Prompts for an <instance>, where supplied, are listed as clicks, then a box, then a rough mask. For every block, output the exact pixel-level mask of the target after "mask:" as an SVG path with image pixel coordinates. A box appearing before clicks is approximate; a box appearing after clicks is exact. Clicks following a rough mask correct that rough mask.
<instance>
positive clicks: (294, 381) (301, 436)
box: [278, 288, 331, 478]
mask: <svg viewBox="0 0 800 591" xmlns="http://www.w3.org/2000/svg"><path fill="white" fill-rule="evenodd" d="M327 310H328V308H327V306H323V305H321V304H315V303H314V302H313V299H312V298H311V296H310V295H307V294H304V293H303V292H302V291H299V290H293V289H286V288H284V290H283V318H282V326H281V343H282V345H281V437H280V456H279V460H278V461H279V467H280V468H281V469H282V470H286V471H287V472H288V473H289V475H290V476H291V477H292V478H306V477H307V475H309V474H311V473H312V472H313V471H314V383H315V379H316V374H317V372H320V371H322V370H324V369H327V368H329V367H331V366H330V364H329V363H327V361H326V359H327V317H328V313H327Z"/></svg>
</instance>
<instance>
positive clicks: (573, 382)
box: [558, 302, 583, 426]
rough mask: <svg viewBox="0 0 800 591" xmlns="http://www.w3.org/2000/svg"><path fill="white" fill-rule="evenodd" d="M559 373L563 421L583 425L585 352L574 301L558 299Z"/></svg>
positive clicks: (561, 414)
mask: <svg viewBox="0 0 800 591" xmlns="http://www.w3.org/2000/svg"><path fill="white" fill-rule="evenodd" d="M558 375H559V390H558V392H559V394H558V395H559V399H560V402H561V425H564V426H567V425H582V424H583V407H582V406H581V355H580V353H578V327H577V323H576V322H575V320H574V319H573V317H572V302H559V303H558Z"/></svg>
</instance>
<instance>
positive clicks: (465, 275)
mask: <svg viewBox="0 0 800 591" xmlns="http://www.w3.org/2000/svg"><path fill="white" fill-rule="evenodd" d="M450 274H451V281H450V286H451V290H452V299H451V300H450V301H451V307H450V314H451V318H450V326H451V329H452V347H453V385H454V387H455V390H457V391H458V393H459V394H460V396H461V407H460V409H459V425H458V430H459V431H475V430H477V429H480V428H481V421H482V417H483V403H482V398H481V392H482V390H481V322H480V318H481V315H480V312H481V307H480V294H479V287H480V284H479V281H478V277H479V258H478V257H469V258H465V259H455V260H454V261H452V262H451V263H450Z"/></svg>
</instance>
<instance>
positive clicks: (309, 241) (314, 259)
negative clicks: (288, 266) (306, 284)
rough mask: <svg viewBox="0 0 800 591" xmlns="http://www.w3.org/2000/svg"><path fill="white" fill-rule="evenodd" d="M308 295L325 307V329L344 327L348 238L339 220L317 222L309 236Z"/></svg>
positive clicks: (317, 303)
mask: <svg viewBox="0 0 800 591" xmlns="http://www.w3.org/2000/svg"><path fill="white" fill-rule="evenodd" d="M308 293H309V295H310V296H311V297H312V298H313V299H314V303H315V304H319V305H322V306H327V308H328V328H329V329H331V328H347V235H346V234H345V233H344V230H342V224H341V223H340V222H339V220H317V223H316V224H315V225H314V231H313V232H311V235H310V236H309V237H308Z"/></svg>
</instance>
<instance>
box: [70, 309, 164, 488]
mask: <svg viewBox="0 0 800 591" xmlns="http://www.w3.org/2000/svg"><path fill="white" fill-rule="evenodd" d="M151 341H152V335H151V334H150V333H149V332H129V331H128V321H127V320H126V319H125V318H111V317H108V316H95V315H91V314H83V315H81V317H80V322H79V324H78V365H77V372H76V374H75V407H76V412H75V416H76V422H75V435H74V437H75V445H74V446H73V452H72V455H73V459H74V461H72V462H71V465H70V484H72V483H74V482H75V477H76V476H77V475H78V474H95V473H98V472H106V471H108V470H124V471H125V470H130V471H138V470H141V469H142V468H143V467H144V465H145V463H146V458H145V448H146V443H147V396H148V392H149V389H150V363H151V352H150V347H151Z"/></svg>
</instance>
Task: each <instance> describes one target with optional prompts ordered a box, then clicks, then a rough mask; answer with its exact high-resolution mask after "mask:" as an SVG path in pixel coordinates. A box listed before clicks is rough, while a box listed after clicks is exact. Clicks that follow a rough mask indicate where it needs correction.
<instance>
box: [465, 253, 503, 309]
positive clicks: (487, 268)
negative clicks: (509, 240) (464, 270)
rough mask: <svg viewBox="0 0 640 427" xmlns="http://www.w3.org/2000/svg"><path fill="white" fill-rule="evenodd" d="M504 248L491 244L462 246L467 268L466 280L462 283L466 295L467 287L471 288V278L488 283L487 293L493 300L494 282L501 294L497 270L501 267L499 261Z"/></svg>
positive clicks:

■ **TASK DETAILS**:
Please transcribe the material line by line, exactly, from its opening line through the line that contains "positive clicks: (294, 381) (301, 436)".

■ **RESULT OF THIS TASK**:
Prompts for an <instance>, where supplied, are listed as clicks, then a box, then a rough mask. For every block, output the exact pixel-level mask of the target after "mask:" as an SVG path with image pixel coordinates. A box appearing before clicks is approximate; a box appearing after clicks is exact. Clicks following a rough mask correct that rough mask.
<instance>
positive clicks: (294, 381) (301, 436)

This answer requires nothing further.